TASK
Could you render every line of the records below as a numbered list, skipping the blank lines and leaving the pictures out?

INPUT RECORDS
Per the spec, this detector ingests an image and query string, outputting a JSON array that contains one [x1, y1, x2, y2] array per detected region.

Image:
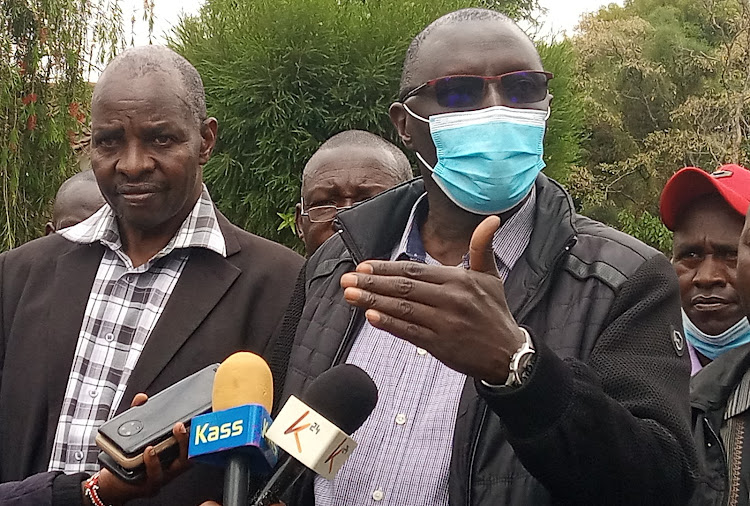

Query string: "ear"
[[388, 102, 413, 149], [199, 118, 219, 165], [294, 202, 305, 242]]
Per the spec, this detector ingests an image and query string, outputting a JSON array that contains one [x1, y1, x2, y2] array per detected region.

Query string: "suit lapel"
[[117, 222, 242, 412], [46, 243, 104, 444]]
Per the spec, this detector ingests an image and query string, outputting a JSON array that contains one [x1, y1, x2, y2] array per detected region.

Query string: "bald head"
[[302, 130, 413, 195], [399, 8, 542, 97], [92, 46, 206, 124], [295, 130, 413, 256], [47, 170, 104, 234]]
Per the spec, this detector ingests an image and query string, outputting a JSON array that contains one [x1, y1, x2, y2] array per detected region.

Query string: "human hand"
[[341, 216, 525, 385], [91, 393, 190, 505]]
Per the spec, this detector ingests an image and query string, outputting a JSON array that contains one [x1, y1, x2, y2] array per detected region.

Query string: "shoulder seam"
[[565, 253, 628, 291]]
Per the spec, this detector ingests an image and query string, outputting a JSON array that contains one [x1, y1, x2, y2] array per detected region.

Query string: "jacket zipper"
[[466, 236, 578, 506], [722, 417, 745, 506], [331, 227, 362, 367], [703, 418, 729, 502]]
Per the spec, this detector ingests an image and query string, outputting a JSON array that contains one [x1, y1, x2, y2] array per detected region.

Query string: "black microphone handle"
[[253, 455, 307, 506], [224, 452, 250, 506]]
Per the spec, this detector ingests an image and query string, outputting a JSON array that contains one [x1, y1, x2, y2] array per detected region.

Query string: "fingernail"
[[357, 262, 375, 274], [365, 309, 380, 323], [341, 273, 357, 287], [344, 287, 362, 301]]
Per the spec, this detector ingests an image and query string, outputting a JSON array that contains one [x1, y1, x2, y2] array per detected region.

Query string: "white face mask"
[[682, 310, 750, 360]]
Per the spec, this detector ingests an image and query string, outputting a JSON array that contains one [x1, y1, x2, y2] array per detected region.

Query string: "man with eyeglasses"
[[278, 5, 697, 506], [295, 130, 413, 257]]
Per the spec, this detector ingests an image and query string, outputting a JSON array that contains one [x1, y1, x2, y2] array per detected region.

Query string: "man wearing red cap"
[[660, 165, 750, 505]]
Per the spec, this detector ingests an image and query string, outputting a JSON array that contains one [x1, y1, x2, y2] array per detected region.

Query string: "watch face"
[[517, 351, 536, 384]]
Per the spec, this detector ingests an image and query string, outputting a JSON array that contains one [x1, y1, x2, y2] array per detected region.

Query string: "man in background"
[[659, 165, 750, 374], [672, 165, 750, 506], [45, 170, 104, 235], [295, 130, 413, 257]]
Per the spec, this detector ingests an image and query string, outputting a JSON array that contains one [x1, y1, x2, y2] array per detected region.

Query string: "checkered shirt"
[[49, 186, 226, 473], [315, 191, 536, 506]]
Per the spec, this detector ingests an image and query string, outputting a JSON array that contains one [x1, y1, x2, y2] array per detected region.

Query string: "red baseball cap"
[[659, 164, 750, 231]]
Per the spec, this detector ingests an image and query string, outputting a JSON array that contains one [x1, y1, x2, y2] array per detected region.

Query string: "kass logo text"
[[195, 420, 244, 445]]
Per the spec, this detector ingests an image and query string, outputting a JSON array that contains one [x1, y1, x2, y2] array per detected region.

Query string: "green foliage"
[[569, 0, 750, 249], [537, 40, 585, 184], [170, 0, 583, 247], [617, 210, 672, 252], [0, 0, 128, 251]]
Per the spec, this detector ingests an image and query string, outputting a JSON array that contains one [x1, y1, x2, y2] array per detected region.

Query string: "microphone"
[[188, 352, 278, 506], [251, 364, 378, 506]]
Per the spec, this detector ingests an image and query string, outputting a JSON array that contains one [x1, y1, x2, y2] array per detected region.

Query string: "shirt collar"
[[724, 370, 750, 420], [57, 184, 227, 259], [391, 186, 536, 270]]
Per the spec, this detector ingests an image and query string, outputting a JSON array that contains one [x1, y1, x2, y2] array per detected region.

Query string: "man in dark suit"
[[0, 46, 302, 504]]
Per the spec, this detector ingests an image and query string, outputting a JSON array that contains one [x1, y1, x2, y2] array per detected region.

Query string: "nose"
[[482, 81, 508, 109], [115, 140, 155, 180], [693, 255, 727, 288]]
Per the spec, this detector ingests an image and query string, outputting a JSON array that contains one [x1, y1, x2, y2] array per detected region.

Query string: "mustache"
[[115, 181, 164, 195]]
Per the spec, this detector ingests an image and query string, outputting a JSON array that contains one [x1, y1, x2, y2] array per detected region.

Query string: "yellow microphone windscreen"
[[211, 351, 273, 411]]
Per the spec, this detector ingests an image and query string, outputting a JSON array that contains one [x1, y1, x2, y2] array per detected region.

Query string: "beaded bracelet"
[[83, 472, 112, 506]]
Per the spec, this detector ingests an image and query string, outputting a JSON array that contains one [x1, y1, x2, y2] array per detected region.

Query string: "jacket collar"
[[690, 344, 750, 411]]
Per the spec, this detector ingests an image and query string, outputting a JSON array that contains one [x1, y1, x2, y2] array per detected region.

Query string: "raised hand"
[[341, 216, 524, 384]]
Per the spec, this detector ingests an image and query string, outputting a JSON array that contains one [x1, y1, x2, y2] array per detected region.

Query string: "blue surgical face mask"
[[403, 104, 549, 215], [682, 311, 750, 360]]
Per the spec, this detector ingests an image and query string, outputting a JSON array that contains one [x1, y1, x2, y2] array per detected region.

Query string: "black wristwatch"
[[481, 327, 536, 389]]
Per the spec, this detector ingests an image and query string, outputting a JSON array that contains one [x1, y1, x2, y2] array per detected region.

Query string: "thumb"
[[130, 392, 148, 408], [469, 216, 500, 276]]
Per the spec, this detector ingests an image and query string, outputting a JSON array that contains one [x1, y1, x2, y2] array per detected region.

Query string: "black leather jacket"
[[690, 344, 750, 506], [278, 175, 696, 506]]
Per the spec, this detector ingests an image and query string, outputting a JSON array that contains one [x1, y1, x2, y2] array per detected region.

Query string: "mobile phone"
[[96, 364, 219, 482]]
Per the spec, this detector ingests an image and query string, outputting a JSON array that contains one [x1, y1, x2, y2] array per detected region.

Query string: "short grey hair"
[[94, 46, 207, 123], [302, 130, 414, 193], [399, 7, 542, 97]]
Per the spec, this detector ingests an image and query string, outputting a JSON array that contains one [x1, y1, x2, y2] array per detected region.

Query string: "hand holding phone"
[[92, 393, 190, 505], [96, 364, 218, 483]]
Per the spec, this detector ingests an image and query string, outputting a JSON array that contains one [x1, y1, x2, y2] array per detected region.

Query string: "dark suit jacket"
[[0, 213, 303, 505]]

TASK ANSWER
1. Per the spec, this detector ingests an image and query string, outputting a JSON array that contains one [x1, y1, x2, y2] array per detected region.
2. Image:
3. Query string: "ear"
4. [[388, 102, 413, 149], [199, 118, 219, 165], [294, 202, 305, 242]]
5. Per the spec, this detector ingests an image and query string, outputting a JSON array that contains one [x1, y1, x2, y2] array per detected region.
6. Query string: "suit lapel"
7. [[117, 222, 242, 412], [46, 243, 104, 444]]
8. Per the spec, this detector ingests an image and query string, outputting a JSON array that contains one [x1, y1, x2, y2] array per detected region.
9. Query string: "bald head"
10. [[302, 130, 413, 195], [399, 8, 542, 97], [92, 46, 206, 124], [295, 130, 413, 256], [47, 170, 104, 234]]
11. Per the spec, this detector ingests an image and query string, outputting a JSON array that contains one [x1, y1, x2, y2] array per detected region.
12. Query string: "human hand"
13. [[341, 216, 525, 385], [91, 393, 190, 505]]
14. Per the spec, this detector ingests an image and query string, outputting a JSON array that contains one [x1, y1, x2, y2] array per detected region.
15. Query string: "shoulder seam"
16. [[565, 253, 628, 291]]
17. Per the spec, this detector ingests an image and query string, outputting a JSON array that contains one [x1, y1, x2, y2] array per detected region.
18. Query string: "jacket zipper"
19. [[466, 236, 578, 506], [722, 417, 745, 506], [331, 227, 362, 367], [703, 418, 729, 502]]
20. Per the spec, this detector ingests an image and query string, outputting a JSON array that contains one [x1, y1, x2, y2] array per detected region.
21. Query string: "black microphone handle"
22. [[253, 455, 307, 506], [224, 452, 250, 506]]
23. Per the spec, this detector ingests an image and query string, outputting a JSON array that contains one [x1, y1, x2, y2] array per detected region.
24. Query string: "fingernail"
25. [[357, 262, 375, 274], [365, 309, 380, 323], [341, 273, 357, 287], [344, 287, 362, 301]]
26. Per the spec, this detector ingests an image and query string, outputting a JSON array that contains one [x1, y1, x2, y2] array per detected region.
27. Query string: "white face mask"
28. [[682, 310, 750, 360]]
29. Per the spec, this detector ingests an image and query string, outputting a JSON array that contains one [x1, y1, x2, y2] array per detected region.
30. Query string: "man with eyeglasses"
31. [[278, 5, 697, 506], [295, 130, 413, 257]]
32. Per the spec, this detector ingests an image and query string, outputting a JSON array that contains one [x1, y1, x2, y2] array per detected region.
33. Query string: "man wearing red cap"
34. [[660, 165, 750, 505]]
35. Per the spec, this detector ingests an image and query string, outputting a JSON array that contains one [x1, y1, x2, y2] array per detected region.
36. Query string: "watch face"
37. [[517, 351, 536, 384]]
38. Per the spec, this detector ingests an image and query string, outputting a JSON array that contains one [x1, y1, x2, y2] array per detected region.
39. Query string: "man in background"
40. [[659, 165, 750, 374], [672, 165, 750, 506], [45, 170, 104, 235], [295, 130, 413, 257]]
41. Per the spec, this detector ingests an image and query string, outputting a JSON array that contains one [x1, y1, x2, y2] array per detected region.
42. Query string: "checkered shirt"
43. [[49, 186, 226, 473], [315, 191, 536, 506]]
44. Per the spec, this detector ingests an image and query string, outputting a JSON array that contains one [x1, y1, x2, y2] array per detected region.
45. Query string: "red baseball cap"
46. [[659, 164, 750, 231]]
47. Per the spec, this detector ingests an image and query string, outputting a JSON array that contains one [x1, y1, x2, y2] array per detected region.
48. Query string: "kass logo text"
49. [[195, 420, 244, 445]]
50. Per the spec, this detector ingests an image and query string, outputting a JSON array that contains one [x1, y1, x2, y2] array per detected region.
51. Query string: "green foliage"
52. [[569, 0, 750, 249], [537, 40, 585, 184], [170, 0, 583, 247], [617, 210, 672, 252], [0, 0, 128, 251]]
53. Per the spec, this detector ingests an image and query string, outputting a JSON array that contains one [x1, y1, x2, y2] array per detected region.
54. Query string: "microphone"
55. [[188, 352, 278, 506], [251, 364, 378, 506]]
56. Per the spec, this detector ingests an image and query string, outputting a JSON array that contains one [x1, y1, x2, y2] array per detected region.
57. Query string: "shirt collar"
58. [[724, 370, 750, 420], [57, 184, 227, 259], [391, 186, 536, 270]]
59. Per the spec, this detector ingests an image and query string, outputting a JSON array that contains one [x1, y1, x2, y2] array per detected region.
60. Query string: "man in dark suit"
61. [[0, 46, 302, 504]]
62. Per the spec, this detector ingests an image and query string, outputting a JSON array that contains one [x1, y1, x2, y2] array per detected region.
63. Query string: "nose"
64. [[482, 81, 508, 109], [115, 140, 155, 180], [693, 255, 727, 288]]
65. Per the spec, this detector ingests an image and query string, outputting a JSON array that contains one [x1, y1, x2, y2] array per detected region.
66. Query string: "mustache"
67. [[115, 181, 164, 195]]
68. Per the spec, this detector ingests an image and query string, outputting a JSON array that contains one [x1, y1, x2, y2] array per detected region.
69. Query string: "yellow microphone windscreen"
70. [[211, 351, 273, 411]]
71. Per the spec, this detector ingests an image and query string, outputting a JSON array that contains one [x1, y1, x2, y2] array per detected region.
72. Query string: "beaded bracelet"
73. [[83, 472, 112, 506]]
74. Per the spec, this detector ingests an image and query string, outputting a JSON array that contains one [x1, y1, x2, y2] array per detected region.
75. Query string: "jacket collar"
76. [[690, 344, 750, 411]]
77. Per the spec, this detector ingests an image and query string, outputting a JSON array that contains one [x1, y1, x2, y2] array per detected region.
78. Query string: "raised hand"
79. [[341, 216, 524, 384]]
80. Per the spec, this detector ingests an image and query string, outputting a JSON array that contains one [x1, y1, x2, y2] array per detected region.
81. Query string: "blue surgical face mask"
82. [[403, 104, 549, 215], [682, 311, 750, 360]]
83. Per the spec, this detector ingests an image and query string, outputting a JSON array that contains one [x1, y1, x2, y2] array per detected region.
84. Query string: "black wristwatch"
85. [[481, 327, 536, 389]]
86. Per the spec, this detector ingests an image and query string, outputting a JSON array that contains one [x1, y1, x2, y2] array per detected region.
87. Query string: "thumb"
88. [[130, 392, 148, 408], [469, 216, 500, 276]]
89. Per the spec, this detector ingests an image and query string, outputting a JSON array that contains one [x1, y1, x2, y2] array per detected region.
90. Query string: "black leather jacket"
91. [[690, 344, 750, 506], [278, 175, 696, 506]]
92. Per the spec, this detector ingests an image and query string, outputting a JSON array that contains one [x1, y1, x2, y2] array per detected region.
93. Query string: "mobile phone"
94. [[96, 364, 219, 482]]
95. Per the spec, this detector ingests an image and query string, outputting a JSON array that contains one [x1, y1, x2, y2] array per detected region.
96. Query string: "short grey hair"
97. [[94, 46, 207, 123], [302, 130, 414, 193], [399, 7, 542, 97]]
98. Per the spec, this detector ingests an image and query string, outputting a JSON array that contains one [x1, y1, x2, y2] array per detected region.
99. Query string: "hand holding phone"
100. [[92, 393, 190, 505], [96, 364, 218, 483]]
101. Per the spec, this detector ingests an image and query string, outputting a JSON array that contains one [x1, y1, x2, y2] array per detected region.
102. Query string: "dark suit jacket"
103. [[0, 213, 303, 505]]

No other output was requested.